##### Data shown #####

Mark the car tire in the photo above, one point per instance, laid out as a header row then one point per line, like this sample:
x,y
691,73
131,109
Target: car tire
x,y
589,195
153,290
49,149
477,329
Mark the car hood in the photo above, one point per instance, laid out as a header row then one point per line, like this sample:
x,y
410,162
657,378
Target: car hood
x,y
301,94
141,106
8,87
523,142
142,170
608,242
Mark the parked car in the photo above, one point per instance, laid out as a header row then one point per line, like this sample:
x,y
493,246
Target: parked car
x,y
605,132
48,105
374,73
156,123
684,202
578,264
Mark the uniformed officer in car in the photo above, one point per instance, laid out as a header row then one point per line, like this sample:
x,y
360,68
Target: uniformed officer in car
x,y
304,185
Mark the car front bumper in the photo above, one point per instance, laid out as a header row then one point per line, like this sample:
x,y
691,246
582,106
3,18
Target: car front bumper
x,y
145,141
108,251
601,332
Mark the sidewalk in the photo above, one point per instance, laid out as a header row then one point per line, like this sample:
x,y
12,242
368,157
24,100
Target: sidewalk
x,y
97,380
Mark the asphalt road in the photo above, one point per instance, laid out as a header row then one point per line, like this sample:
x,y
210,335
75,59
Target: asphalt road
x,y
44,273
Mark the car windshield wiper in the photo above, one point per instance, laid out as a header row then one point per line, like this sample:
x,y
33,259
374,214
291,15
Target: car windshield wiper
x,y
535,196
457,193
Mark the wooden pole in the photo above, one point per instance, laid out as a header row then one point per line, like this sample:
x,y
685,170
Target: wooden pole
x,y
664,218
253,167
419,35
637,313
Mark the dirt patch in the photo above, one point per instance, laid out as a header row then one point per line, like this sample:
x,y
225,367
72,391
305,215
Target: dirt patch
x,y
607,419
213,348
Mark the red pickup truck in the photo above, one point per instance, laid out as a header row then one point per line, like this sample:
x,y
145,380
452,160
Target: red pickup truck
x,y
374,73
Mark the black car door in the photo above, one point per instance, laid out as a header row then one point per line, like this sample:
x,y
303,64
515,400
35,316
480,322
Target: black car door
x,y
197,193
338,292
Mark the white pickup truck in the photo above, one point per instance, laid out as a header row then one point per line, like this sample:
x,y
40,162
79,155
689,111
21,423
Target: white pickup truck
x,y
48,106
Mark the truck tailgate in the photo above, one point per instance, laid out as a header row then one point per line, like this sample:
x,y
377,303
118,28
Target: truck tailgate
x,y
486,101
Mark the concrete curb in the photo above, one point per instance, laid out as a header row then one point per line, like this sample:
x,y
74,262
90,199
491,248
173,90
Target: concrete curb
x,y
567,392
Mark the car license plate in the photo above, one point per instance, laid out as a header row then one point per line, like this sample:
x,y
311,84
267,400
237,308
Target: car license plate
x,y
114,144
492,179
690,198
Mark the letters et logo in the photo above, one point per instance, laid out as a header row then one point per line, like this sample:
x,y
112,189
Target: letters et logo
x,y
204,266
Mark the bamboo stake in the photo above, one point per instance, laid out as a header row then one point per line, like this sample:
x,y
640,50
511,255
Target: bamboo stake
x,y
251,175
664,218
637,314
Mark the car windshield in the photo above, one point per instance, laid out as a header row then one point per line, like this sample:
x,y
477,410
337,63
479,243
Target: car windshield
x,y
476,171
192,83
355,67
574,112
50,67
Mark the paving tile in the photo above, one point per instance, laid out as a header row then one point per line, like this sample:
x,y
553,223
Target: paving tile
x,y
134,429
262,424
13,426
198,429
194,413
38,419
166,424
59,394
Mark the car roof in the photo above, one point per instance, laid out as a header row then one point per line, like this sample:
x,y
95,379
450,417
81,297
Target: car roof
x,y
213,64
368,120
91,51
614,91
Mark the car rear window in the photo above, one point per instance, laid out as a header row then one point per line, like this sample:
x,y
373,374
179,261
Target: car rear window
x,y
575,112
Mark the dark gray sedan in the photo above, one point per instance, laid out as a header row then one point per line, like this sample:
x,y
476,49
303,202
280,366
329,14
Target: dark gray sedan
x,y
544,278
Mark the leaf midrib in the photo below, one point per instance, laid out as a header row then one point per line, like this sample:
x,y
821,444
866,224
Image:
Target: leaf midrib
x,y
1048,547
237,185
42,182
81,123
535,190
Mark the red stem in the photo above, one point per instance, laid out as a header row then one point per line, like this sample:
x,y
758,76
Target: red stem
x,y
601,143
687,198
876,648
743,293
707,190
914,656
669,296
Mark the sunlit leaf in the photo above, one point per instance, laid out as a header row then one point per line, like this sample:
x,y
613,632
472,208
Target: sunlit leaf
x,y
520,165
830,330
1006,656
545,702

#####

◆ **Task statement**: Each entry shown above must be retyped word for word.

◆ **Solution**:
Mark the car tire in the photo above, one point per instance, laid out as a header row then one point per line, like this sample:
x,y
691,73
131,109
Target: car tire
x,y
589,195
153,290
49,149
477,329
Mark the car hood in the photo above, one point per instance, laid out as a header row then one point per line, like this sample:
x,y
410,162
657,378
Target: car hood
x,y
301,94
141,106
8,87
523,142
142,170
608,242
Mark the parked car in the photo above, one point per instance, laid out as a header row then one point per line, like this sample:
x,y
493,246
Target: parked car
x,y
605,132
48,105
374,73
156,123
684,202
578,264
Mark the uniformed officer in car in the photo above, one point per instance, laid out as a header row then one point per line, like this sample:
x,y
360,68
Target: uniformed officer in car
x,y
304,185
Mark the car front bumper in the photo above, one point per instance, laid out as a header row then one point per line, like this sample:
x,y
691,246
582,106
3,18
Target: car front bumper
x,y
145,141
108,251
601,332
Mark the sidewalk in the photo above, one point per instance, laid out as a header row then one point per line, like this sample:
x,y
12,242
368,157
24,100
Target: sidewalk
x,y
97,380
Mark the asphalt road in the photo above, one point per instance, laid out as a header row then one point per line, like this sample:
x,y
210,335
75,59
Target: asphalt road
x,y
44,273
Mark the car windshield wiper in the photo above, one point per instance, laid out as a header row then one point per line, like this sample:
x,y
33,259
374,214
291,15
Target: car windshield wiper
x,y
535,196
457,193
Mark the wooden pole in the photo above, one point per instance, laid out as a header row then one point per line, like this sample:
x,y
685,170
Target: wooden pole
x,y
664,218
253,167
419,35
637,313
Mark the dirt patch in the photo above, one point per instance, laid out as a header row then one point per line, like this sample:
x,y
225,367
72,391
305,215
Target: dirt patch
x,y
607,419
213,348
Mark the red pickup truck in the photo above, one point per instance, laid out as a header row then one point per line, like this sample:
x,y
145,380
452,160
Target: red pickup truck
x,y
374,73
Mark the black car door in the photo above, one point per instance, laid out as a header row then one point per line, like this sample:
x,y
303,64
515,400
35,316
480,322
Target: black car door
x,y
197,193
338,292
Mark the white pickup truck in the photo above, one point per instance, laid out as a header row then one point per line, like this sample:
x,y
40,162
79,155
689,111
21,423
Target: white pickup truck
x,y
48,106
Mark the truck tailgate in the photo above, one point per instance, laid out as a header row then one point per line, like this sample:
x,y
377,303
118,28
Target: truck tailgate
x,y
486,101
Mark the concrete curb in the photo above, one point per instance, laid out as a header row then one point per line, like this sample:
x,y
74,262
90,199
491,248
173,90
Target: concrete curb
x,y
567,392
Mark the car license plate in the photo above, one point per instance, laid out as a header row then one point per line, like this sample:
x,y
311,84
267,400
237,308
Target: car license plate
x,y
114,144
492,179
690,198
Mark the letters et logo in the photo above, one point per instance, laid out as a header row then one point per line, like this sample:
x,y
112,189
Target: letters et logo
x,y
204,266
Mark the bamboo stake in the photo above, one point per instance, laid out as a header row then one point per line, like this sample:
x,y
640,50
511,255
Target: bamboo stake
x,y
251,175
664,218
637,314
Mark the car windshield in the photo above, one point per instance, laid out as a header row then one point per line, like this sample:
x,y
477,410
337,63
479,243
Target: car windshield
x,y
476,171
192,83
355,67
574,112
50,67
Mark the paving tile in the photo above, one point per instance, laid out as a header row then one point per line, like this sample:
x,y
553,223
Target: paving tile
x,y
134,429
262,424
13,426
198,429
194,413
38,419
166,424
59,394
Mark the car roof in the photo above, one point per instance, laid out as a header row then one point per line, like this sample:
x,y
95,379
450,417
81,297
Target: car roof
x,y
213,64
368,120
91,51
614,91
Mark the car rear window in the photo above, one point per instance, laid out as a header row then one point per line, like this sample:
x,y
373,374
179,261
Target: car rear window
x,y
575,112
Mark the dark gray sedan in the photo above, one point per instance, laid out as a header row then one point per line, like this sample:
x,y
476,49
303,202
280,366
329,14
Target: dark gray sedan
x,y
544,278
Mark the leaf midrib in the photo below, one point per instance, laid out as a header row then one point per line, like this sample:
x,y
821,444
866,224
Image:
Target: leaf midrib
x,y
1048,547
237,185
42,182
81,123
535,190
Mark the red stem in the photo above, one point per instance, laid out as a header row then one point per line, like this sample:
x,y
758,76
Target: red stem
x,y
601,143
687,198
876,648
743,293
707,190
914,656
669,296
Mark the sunlit leaf in the photo above, one point per instance, laid out as a header row then one point per line, like this sample:
x,y
613,632
472,208
Target: sunlit leaf
x,y
520,165
830,330
1006,656
545,702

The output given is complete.